● **Exercise requirements**
Transcribe each line of the records below exactly, excluding any embedded images.

● **Data records**
%%

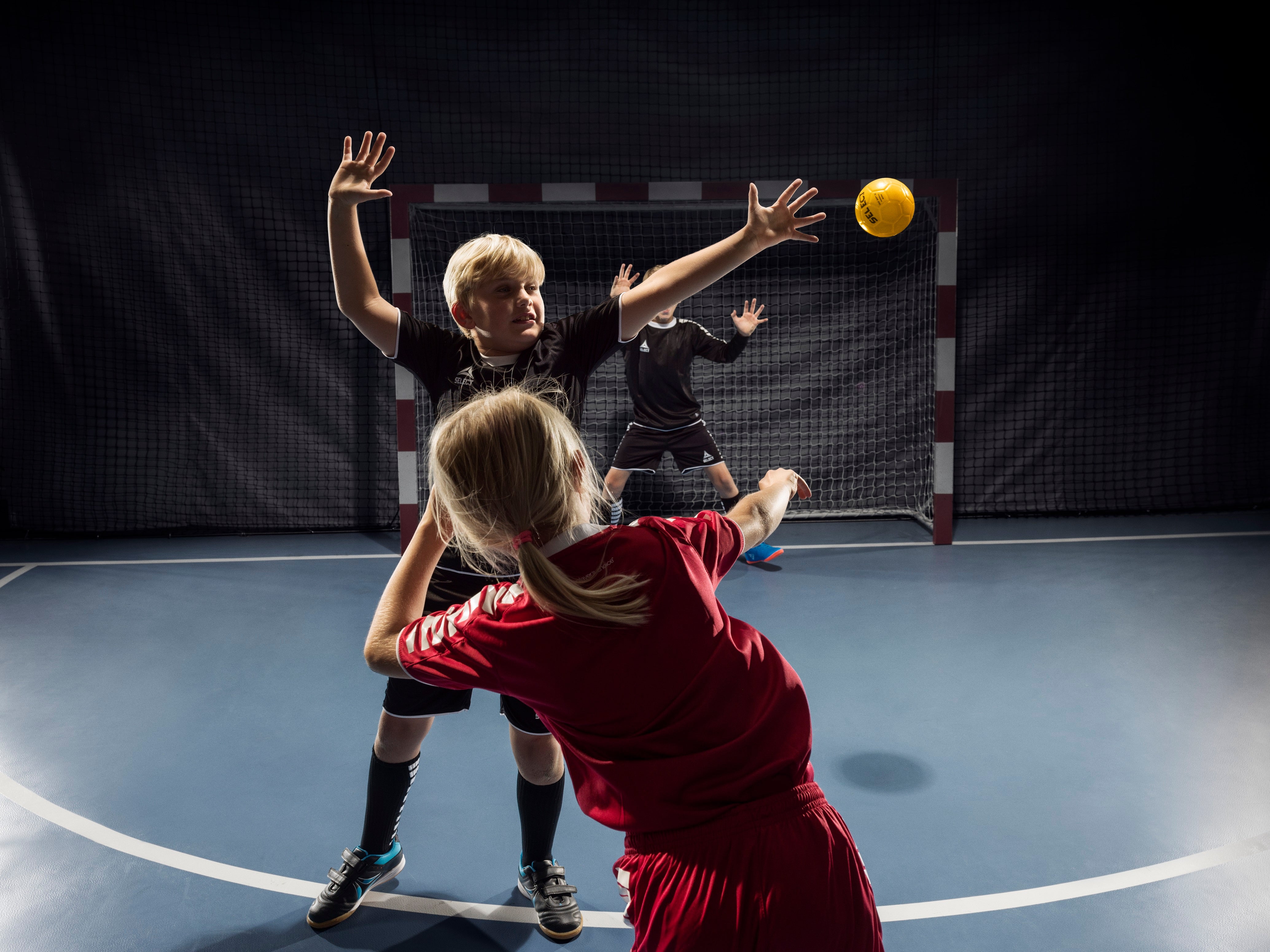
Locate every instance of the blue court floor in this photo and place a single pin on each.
(988, 719)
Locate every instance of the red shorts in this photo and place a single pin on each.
(779, 874)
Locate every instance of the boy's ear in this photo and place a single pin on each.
(460, 315)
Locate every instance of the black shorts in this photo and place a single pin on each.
(406, 697)
(693, 449)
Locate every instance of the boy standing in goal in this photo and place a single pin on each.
(667, 414)
(493, 289)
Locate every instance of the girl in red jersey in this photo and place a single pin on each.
(680, 725)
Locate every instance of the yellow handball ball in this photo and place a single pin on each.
(884, 207)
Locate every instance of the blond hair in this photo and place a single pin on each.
(488, 257)
(510, 462)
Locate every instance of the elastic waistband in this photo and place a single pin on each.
(746, 817)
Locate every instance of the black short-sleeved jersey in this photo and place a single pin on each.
(567, 352)
(453, 373)
(660, 371)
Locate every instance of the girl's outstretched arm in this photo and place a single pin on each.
(760, 513)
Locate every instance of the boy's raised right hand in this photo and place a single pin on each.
(623, 281)
(355, 177)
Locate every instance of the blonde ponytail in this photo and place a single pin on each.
(510, 466)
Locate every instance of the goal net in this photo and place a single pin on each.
(839, 385)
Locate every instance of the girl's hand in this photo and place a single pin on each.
(770, 226)
(796, 483)
(355, 177)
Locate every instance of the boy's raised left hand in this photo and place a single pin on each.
(769, 226)
(355, 177)
(750, 320)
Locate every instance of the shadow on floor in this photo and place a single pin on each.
(886, 774)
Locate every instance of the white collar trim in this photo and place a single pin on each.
(567, 539)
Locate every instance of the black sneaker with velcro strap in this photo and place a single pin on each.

%%

● **Response to this task**
Locate every instance of the blue court floor in this photo and place a single pin on each.
(988, 719)
Locate every instance of the red shorts in this photo and place a single pin on each.
(779, 874)
Locate every instance of the boy's ear in this photo and place a single pin on each.
(460, 315)
Locate every instance of the black shorts in this photo and place a single pin on each.
(406, 697)
(693, 449)
Locate every instance of the boy standing in goal in this photo and place a single pin on each.
(667, 414)
(493, 289)
Locate every instance of the girl in red jersey in this photo and place a single pin on each.
(680, 725)
Locate every instance of the yellow handball ball in this photo and place a single pin on each.
(884, 207)
Locate every instance of the blond hair in this photo and place a single pin on each.
(488, 257)
(510, 462)
Locate every instance of the elastic waistband in this photo and place a single pin on each.
(746, 817)
Locate every instance of the black short-sleeved jersey in this photo and place a single pin on each.
(567, 352)
(453, 373)
(660, 371)
Locate every instance of the girl's outstretched arm in this photo and place a single pin on each.
(760, 513)
Locate every instance of the boy's raised right hand in this photo and place a single pin on each.
(623, 281)
(355, 177)
Locate every instance of the blonde ponytail in this photo and place a single pin on each.
(510, 466)
Locate every instance of the goal net in this photo and place a single pin on each.
(839, 385)
Locate every instance of the girl's hand in this photo and place a single pin on each.
(770, 226)
(796, 483)
(355, 177)
Locate every instance of the boy's raised left hand in this photo and place a single pin on each.
(769, 226)
(355, 177)
(750, 320)
Locate every instance of the shadow on floor in this photo and place a single pin on each.
(886, 774)
Locate every instance of the white collar trim in this photo and place a single pin on each.
(567, 539)
Locate every instance of the black sneaker with velcro strap in this photo and place a single pin on each.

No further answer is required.